## Vorgegebener Text

# Die Riesenflundern vom Mae Klong River



## Dart (1. Juni 2009)

Die Flundern haben wir leider nicht gefunden....aber was anderes, auch groß und platt. 

Aber der Reihe nach, Anfang Januar 2009 war wieder einmal Andi bei uns zu Besuch in Chiang Mai. Seine Woche Angelurlaub verging wie im Fluge, und nach etlichen schönen Fängen, rückte der letzte Abend mit gemeinsamen BBQ immer näher. Nach leggerer Grillkost saßen wir noch lange zusammen und sprachen über die vergangenen Jahre und seine bisher gemachten Fänge, bis wir schließlich auf zukünftige Angelziele bzw. Fischarten zu sprechen kamen, die ganz oben auf der Wunschliste stehen.
Als dann irgendwann die Sprache auf die riesigen Süßwasserrochen kam, sah ich bei Andi schon die ersten nervösen Zuckungen in den Augenwinkeln. Ja, das war eindeutig einer seiner Traumfische und er berichtete von 3 völlig ereignislosen Versuchen, die er in den letzten 2 Jahren in Bangkok unternommen hatte und das seine Zuversicht auf Erfolg doch eher im Keller gelandet ist. Nachdem ich seine Erlebnisse im Detail (unter anderem ein Daueransitz von nahezu 24 Stunden)erfahren hatte, war mir eigentlich klar, das da in der Vergangenheit einiges bei der Durchführung schief gelaufen sein musste.
Ich bin zwar alles andere als ein Profi für Stingray, aber eines war mir klar, der natürliche Lebensraum sind die Tidenflüsse rings um Bangkok mit einem Gezeitenhub von ca.2m zwischen Ebbe und Flut, stures Aussitzen kann da nichts bringen, da geht es dann doch eher darum zur richtigen Zeit an der richtigen Location anzugreifen.
Ich berichtete ihm von einem einheimischen Guide mit dem ich seit längerer Zeit befreundet bin, der im Raum Bangkok als wirklicher Experte für Stingrays gilt, und mit seinem Team auch wissentschaftliche Exkursionen des National Geographic, unter Leitung des Biologen Dr. Zeb Hogan, begleitet und guided. Ich versprach ihm, einige Informationen zu sammeln und ihm per e-mail zu schicken, sein nächster Urlaub war für Ende Mai geplant und er hatte ja noch genügend Zeit zu überlegen ob er einen weiteren Versuch starten will. Nach einigen Mails war klar, es sollte nochmals losgehen, aber es war gar nicht so einfach die Urlaubsplanung passend zu machen, da sich in dem gleichen Zeitraum auch wieder der National Geographic und zusätzlich ein Filmteam von Animal Planet angesagt hatten (letzteres ist jetzt, wo ich diese Zeilen schreibe, noch vor Ort). Einige Wochen vergingen bis wir einen möglichen Termin ausmachen konnten und Andi entschloss sich für ein Guiding am 27.5. 2009. Für mich selber war es die ideale Gelegenheit, das Team vor Ort in Aktion zu sehen, und Andi bei der Tour als rasender Reporter zu begleiten......

## Arbeitsauftrag
Nennen Sie alle Ortsnamen (Städte und Flüsse), die im Beitrag über die Riesenflundern vom Mae Klong River vorkommen.

## Auszüge der Auflistung
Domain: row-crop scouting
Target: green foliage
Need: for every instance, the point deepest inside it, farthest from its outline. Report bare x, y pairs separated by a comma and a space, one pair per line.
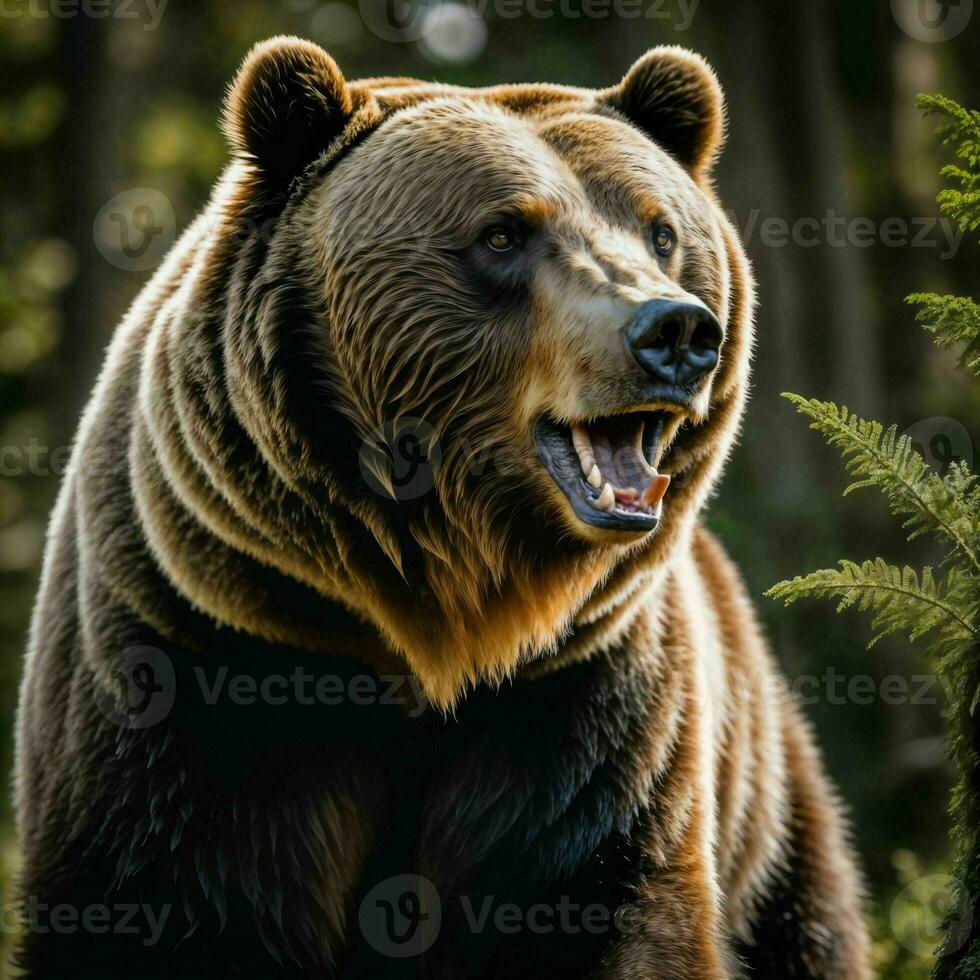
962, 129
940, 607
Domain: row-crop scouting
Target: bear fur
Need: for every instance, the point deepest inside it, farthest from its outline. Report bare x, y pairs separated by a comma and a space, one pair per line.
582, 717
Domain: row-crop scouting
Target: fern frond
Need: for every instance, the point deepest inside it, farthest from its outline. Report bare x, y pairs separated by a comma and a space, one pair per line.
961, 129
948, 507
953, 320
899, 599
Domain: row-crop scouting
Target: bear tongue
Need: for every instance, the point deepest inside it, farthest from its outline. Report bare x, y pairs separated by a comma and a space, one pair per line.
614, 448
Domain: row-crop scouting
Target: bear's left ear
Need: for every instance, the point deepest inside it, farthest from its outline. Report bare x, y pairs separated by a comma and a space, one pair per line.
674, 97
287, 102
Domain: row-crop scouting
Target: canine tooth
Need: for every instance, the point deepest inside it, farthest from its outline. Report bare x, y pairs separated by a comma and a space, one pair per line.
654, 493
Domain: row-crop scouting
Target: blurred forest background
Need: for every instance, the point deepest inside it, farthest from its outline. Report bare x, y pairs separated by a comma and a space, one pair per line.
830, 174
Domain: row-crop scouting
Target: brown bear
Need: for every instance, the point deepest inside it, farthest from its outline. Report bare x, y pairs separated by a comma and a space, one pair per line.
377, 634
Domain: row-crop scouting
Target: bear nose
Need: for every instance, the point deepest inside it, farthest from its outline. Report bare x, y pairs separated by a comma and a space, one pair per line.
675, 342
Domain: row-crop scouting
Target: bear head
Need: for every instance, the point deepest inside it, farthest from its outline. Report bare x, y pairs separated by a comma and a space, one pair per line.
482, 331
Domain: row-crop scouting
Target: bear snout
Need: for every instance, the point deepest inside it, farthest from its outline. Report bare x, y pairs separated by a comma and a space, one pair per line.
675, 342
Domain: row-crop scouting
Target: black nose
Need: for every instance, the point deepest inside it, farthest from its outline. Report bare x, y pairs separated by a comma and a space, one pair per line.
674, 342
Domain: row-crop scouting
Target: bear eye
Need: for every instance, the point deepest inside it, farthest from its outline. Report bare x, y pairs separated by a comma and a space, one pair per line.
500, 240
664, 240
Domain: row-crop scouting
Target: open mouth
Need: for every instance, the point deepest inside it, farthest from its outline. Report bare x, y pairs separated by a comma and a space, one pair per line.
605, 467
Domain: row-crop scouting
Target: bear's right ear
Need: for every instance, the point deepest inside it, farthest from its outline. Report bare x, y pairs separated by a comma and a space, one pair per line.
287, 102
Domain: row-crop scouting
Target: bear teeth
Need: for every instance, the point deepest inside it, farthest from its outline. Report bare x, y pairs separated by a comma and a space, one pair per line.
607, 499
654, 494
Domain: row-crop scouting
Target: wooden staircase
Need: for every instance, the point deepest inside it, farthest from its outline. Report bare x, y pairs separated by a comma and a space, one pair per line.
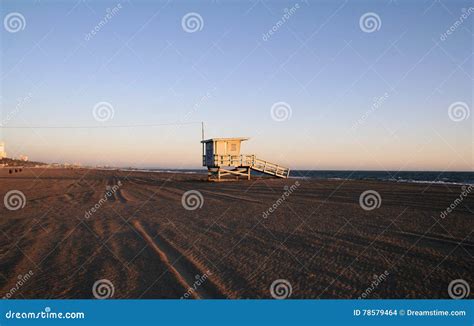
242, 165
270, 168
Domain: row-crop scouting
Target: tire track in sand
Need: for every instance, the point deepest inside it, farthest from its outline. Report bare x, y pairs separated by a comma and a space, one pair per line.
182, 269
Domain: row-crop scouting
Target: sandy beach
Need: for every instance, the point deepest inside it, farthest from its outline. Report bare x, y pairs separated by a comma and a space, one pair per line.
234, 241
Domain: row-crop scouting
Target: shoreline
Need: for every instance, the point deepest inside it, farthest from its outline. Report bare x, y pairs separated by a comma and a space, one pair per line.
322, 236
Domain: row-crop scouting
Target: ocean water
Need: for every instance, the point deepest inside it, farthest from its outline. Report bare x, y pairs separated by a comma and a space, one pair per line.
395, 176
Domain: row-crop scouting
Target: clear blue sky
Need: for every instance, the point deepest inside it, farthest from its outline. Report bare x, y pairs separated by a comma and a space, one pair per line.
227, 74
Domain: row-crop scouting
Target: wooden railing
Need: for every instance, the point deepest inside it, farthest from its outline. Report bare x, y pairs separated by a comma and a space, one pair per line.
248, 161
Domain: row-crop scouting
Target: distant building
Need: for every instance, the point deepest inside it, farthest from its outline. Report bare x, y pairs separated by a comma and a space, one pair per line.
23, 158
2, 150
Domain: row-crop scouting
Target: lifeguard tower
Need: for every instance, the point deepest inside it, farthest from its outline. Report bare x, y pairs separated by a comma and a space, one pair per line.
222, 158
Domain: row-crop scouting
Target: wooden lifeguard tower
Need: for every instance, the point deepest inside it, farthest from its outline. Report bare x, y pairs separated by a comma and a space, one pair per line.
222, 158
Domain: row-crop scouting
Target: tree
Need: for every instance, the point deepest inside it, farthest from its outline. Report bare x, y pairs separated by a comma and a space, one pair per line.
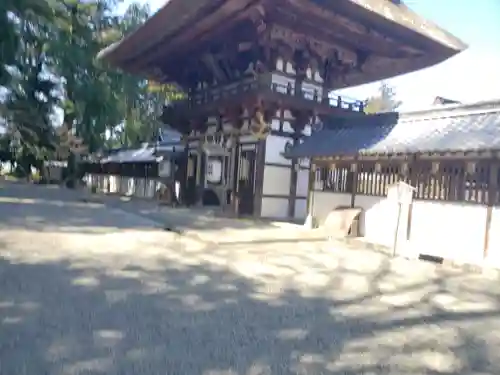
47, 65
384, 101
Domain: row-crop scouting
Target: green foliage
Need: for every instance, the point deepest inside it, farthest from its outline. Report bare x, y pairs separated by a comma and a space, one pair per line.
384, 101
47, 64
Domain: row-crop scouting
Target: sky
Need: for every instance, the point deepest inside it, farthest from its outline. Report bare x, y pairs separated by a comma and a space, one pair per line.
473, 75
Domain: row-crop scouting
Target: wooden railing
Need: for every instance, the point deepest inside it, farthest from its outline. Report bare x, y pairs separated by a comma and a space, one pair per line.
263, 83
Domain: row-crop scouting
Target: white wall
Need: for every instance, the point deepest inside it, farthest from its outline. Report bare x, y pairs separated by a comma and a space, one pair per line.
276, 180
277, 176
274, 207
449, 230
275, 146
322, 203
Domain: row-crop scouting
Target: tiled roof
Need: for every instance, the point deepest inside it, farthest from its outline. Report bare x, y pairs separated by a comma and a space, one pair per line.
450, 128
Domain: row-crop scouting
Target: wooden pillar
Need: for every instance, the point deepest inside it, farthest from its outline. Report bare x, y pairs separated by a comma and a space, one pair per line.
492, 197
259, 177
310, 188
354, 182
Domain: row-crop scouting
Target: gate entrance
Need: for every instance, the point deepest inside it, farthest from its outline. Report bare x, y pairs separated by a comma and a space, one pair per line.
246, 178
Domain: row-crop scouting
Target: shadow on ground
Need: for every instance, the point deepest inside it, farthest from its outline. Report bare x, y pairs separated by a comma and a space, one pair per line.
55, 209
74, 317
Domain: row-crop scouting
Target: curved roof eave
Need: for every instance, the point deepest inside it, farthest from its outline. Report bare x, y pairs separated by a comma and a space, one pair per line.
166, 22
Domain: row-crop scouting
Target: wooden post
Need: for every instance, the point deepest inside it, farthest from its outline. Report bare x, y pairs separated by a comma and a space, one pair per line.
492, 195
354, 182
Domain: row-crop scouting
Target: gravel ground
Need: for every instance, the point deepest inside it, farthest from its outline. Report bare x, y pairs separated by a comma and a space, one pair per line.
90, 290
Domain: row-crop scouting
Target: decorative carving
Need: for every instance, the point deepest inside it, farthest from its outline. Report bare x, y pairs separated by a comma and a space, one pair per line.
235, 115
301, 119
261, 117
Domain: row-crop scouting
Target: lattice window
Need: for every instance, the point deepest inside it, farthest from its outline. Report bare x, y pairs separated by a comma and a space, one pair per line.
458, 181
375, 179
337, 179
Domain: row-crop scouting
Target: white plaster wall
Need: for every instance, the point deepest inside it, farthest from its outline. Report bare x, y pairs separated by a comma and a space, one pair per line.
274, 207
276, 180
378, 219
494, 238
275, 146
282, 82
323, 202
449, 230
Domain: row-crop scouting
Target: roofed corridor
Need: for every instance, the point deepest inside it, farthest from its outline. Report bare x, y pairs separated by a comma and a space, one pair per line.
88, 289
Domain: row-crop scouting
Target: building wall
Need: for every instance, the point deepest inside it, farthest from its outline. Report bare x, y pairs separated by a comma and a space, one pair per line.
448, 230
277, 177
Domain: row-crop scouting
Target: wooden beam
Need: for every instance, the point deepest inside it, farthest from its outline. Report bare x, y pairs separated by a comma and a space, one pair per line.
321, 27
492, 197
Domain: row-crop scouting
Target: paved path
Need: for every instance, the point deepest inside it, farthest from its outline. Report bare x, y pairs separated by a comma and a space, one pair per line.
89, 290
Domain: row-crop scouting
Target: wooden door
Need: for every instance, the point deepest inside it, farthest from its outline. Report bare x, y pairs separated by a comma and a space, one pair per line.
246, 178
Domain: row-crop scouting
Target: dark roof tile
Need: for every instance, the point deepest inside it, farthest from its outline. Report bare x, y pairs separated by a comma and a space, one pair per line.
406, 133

## Lösung
Mae Klong River, Chiang Mai, Bangkok